The answer to #1 suggests that we could reduce a codegen test based on whatever wiggled in test-suite? I don't know how much effort that requires, so if it doesn't seem worthwhile, I won't hold up this patch. I just want to know what I should do if I run into a similar problem. Also, @mgrang is the answer about the reverse-iteration-bot sufficient? (Again, I don't know anything about it, so trying to understand better.)

That looks ok, but I'm curious;

  1. How do you discover this problem?

I ran into this when testing a totally unrelated change that I expected to have no effect on final code generation. When it generated different code for one llvm-test-suite test case, I investigated why, and it led me here.

  1. Is it possible to make the problem visible in a regression test (if so, please add a test)?

I don't think so, but maybe. The problem is that before this change, the DivRemPairs pass will generate non-deterministic use-list orderings. I could write a test that dumps the use-list info and check that, but that seems pretty fragile.

The answer to #1 suggests that we could reduce a codegen test based on whatever wiggled in test-suite? I don't know how much effort that requires, so if it doesn't seem worthwhile, I won't hold up this patch. I just want to know what I should do if I run into a similar problem. Also, @mgrang is the answer about the reverse-iteration-bot sufficient? (Again, I don't know anything about it, so trying to understand better.)

A quick background on the reverse-iteration bot: https://llvm.org/docs/CodingStandards.html#beware-of-non-determinism-due-to-ordering-of-pointers
Unordered containers like SmallPtrSet and DenseMap do not guarantee the order of iteration of elements. So iterating them can result in non-deterministic codegen. However, not all instances of iterating an unordered container result in non-determinism. Given this, it becomes difficult to identify which iteration instances can cause this behavior. The reverse iteration bot iterates such containers in reverse, by default, to weed out such cases.

However, the bot is only useful only if there are tests which stress/depend on iteration order. And while it may be possible to write such tests I am not sure if it's worth the effort. My experience also has been that I have randomly run into non-deterministic behavior and debugging led me to problems in iteration order.

So I think this patch LGTM.

I just want to know what I should do if I run into a similar problem.

You can build your toolchain with LLVM_REVERSE_ITERATION:ON and see if your test still fails. If it does then it suggests a problem in iteration order of either SmallPtrSet or DenseMap.

------

**Explore the material**.
1. Using the review discussion on non-deterministic iteration order, decide whether each statement agrees with it, answering yes or no and quoting the words that settle it:
(a) By default, the reverse iteration bot iterates unordered containers in reverse.
(b) The patch author regards a test that dumps use-list info as a robust option.
(c) Every iteration over an unordered container produces non-deterministic codegen.
2. In the review discussion on non-deterministic iteration order, what build setting is recommended for checking whether a failing test comes from iteration order?
3. Carry on the review discussion on non-deterministic iteration order, picking up after its final sentence.

------

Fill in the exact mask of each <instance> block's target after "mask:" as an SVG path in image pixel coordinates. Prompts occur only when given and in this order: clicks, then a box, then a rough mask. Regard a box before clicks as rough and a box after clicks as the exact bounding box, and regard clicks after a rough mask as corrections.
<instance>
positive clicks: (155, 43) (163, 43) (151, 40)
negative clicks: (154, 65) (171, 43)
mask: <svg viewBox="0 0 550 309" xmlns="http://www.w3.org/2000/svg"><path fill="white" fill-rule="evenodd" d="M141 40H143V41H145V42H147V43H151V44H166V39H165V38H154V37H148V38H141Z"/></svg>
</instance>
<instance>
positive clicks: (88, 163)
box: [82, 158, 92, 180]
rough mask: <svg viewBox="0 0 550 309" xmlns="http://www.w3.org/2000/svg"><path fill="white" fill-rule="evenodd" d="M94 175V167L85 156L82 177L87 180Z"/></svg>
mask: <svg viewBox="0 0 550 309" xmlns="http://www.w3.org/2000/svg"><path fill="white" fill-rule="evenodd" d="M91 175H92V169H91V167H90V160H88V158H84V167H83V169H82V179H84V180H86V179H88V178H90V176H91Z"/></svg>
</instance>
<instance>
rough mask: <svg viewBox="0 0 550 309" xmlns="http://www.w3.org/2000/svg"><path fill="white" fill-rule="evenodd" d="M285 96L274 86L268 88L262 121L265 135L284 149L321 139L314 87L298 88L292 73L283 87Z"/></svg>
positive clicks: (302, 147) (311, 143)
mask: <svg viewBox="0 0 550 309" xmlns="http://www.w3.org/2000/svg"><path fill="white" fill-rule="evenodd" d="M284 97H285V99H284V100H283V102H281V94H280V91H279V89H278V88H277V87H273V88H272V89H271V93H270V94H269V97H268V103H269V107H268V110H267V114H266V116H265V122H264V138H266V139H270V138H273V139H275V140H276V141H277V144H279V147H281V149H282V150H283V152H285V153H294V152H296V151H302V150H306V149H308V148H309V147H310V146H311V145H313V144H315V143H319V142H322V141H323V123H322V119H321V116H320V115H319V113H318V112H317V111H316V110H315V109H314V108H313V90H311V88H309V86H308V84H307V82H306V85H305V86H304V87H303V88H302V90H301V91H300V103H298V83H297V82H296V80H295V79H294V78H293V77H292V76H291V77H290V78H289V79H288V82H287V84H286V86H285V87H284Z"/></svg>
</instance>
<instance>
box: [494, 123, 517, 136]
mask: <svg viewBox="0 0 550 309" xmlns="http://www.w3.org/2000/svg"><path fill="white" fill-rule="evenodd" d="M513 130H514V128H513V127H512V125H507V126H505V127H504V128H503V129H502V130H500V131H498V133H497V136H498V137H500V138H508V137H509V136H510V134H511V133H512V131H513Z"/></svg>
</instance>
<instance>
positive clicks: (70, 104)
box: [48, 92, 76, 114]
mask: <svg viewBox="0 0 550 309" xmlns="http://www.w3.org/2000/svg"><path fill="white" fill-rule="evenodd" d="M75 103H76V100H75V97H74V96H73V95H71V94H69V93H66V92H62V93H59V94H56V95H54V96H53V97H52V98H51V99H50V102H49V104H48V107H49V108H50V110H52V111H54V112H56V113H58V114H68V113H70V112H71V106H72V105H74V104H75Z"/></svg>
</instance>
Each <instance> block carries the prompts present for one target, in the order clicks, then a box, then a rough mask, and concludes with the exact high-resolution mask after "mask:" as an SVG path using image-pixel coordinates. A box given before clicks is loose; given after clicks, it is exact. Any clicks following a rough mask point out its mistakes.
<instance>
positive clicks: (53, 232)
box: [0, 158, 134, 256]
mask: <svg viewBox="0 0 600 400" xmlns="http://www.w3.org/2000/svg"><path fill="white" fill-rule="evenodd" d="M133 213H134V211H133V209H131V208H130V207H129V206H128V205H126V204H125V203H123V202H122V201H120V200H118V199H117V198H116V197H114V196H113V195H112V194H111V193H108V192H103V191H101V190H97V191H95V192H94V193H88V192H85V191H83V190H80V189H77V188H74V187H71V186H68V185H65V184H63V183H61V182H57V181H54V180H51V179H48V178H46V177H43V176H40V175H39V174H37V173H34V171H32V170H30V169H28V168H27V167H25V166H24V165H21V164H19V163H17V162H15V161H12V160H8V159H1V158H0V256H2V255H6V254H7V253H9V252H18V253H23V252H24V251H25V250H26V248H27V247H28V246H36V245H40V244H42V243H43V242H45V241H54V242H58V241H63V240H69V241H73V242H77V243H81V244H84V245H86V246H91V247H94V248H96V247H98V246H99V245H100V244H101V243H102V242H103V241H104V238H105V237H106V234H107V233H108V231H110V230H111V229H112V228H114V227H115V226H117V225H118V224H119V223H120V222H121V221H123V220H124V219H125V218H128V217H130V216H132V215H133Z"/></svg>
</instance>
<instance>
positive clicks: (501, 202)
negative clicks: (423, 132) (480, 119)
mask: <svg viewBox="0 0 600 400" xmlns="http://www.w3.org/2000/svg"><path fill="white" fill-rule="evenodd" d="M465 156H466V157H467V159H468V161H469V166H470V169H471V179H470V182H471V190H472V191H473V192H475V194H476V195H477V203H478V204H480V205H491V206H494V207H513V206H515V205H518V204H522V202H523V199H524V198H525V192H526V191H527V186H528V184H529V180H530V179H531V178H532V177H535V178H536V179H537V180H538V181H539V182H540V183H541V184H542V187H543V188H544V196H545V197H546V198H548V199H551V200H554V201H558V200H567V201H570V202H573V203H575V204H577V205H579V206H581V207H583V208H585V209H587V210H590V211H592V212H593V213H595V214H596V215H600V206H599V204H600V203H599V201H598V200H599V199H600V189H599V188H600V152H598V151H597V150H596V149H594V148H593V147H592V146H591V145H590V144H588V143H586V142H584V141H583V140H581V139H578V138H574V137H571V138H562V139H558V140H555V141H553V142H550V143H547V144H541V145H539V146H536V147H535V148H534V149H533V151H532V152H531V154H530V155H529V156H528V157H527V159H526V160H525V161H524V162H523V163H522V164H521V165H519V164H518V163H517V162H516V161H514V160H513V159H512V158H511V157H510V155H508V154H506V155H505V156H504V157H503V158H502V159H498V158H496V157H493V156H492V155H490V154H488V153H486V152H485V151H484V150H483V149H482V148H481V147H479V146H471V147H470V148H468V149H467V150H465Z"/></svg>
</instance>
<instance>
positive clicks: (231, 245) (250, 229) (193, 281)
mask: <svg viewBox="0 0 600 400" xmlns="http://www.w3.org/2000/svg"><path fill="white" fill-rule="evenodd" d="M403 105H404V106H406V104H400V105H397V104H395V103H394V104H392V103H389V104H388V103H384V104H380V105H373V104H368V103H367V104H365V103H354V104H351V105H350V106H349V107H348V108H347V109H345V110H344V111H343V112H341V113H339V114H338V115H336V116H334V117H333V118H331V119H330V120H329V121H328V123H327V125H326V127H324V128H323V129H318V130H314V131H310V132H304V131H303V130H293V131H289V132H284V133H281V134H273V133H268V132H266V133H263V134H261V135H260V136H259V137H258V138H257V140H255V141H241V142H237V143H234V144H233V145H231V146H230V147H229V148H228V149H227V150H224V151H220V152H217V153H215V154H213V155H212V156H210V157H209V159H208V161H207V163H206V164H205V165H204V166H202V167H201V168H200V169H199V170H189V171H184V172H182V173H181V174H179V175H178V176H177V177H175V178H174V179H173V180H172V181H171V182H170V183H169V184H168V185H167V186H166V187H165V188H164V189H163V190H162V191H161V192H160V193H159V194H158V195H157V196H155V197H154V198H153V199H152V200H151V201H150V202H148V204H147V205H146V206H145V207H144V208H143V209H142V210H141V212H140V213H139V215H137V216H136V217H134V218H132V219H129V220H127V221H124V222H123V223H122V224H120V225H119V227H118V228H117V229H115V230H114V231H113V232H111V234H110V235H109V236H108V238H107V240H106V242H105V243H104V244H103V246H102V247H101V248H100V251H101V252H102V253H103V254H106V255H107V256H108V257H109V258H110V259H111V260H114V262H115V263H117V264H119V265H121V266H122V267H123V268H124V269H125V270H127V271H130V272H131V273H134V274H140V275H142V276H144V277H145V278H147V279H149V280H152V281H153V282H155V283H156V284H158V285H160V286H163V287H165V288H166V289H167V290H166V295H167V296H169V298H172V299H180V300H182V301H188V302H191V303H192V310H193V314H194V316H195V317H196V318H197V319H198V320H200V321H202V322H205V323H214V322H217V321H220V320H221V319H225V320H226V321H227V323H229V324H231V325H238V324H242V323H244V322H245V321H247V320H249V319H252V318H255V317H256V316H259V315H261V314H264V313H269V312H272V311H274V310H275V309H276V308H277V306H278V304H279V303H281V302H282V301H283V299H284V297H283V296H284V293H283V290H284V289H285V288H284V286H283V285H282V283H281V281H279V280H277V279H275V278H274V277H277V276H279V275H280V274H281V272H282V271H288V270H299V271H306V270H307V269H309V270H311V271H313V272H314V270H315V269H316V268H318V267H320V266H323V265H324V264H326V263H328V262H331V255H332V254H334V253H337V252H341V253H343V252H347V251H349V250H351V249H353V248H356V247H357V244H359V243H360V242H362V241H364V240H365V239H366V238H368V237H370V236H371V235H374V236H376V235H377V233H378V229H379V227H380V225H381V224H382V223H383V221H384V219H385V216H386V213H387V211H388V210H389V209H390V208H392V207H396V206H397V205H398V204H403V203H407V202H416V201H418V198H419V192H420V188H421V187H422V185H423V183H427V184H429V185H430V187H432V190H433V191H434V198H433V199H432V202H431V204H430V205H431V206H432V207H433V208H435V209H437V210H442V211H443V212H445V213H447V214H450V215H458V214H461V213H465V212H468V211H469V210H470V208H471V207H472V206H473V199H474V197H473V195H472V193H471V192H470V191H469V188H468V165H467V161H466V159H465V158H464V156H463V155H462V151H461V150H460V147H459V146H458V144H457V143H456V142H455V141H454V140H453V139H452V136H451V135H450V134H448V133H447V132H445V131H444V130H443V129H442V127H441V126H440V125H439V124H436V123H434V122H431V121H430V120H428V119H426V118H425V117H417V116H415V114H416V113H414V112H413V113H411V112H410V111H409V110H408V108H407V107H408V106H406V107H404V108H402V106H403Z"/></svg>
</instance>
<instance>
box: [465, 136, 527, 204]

------

**Answers for the exercise**.
1.
(a) Yes: "The reverse iteration bot iterates such containers in reverse, by default, to weed out such cases."
(b) No: "I could write a test that dumps the use-list info and check that, but that seems pretty fragile."
(c) No: "However, not all instances of iterating an unordered container result in non-determinism."

2. Build the toolchain with LLVM_REVERSE_ITERATION:ON.

3.
From http://llvm.org/docs/CMake.html?highlight=cmake:

LLVM_REVERSE_ITERATION:BOOL
If enabled, all supported unordered llvm containers would be iterated in reverse order. This is useful for uncovering non-determinism caused by iteration of unordered containers.
spatel accepted this revision.Apr 24 2018, 11:24 AM

Thanks for the pointers!
LGTM.

This revision is now accepted and ready to land.Apr 24 2018, 11:24 AM
This revision was automatically updated to reflect the committed changes.

A quick background on the reverse-iteration bot: https://llvm.org/docs/CodingStandards.html#beware-of-non-determinism-due-to-ordering-of-pointers
Unordered containers like SmallPtrSet and DenseMap do not guarantee the order of iteration of elements. So iterating them can result in non-deterministic codegen. However, not all instances of iterating an unordered container result in non-determinism. Given this, it becomes difficult to identify which iteration instances can cause this behavior. The reverse iteration bot iterates such containers in reverse, by default, to weed out such cases.

However, the bot is only useful only if there are tests which stress/depend on iteration order. And while it may be possible to write such tests I am not sure if it's worth the effort. My experience also has been that I have randomly run into non-deterministic behavior and debugging led me to problems in iteration order.

@mgrang Out of curiosity, what tests does this bot run? I assume it is just runs the lit tests as is? It might be interesting to expand it to also keep a second build without reverse iteration and compare the outputs of the two to make sure they are identical.